### [WHAT YOU NEED TO DO]
Write out every entry below word for word, leaving nothing out.

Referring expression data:
______________________________

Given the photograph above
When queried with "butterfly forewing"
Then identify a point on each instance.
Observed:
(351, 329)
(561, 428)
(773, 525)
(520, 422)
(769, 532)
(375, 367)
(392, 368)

______________________________

### [RESULT OF THIS TASK]
Given the photograph above
When queried with "butterfly forewing"
Then identify a point on each instance.
Observed:
(351, 329)
(561, 428)
(773, 525)
(520, 422)
(769, 532)
(375, 367)
(392, 368)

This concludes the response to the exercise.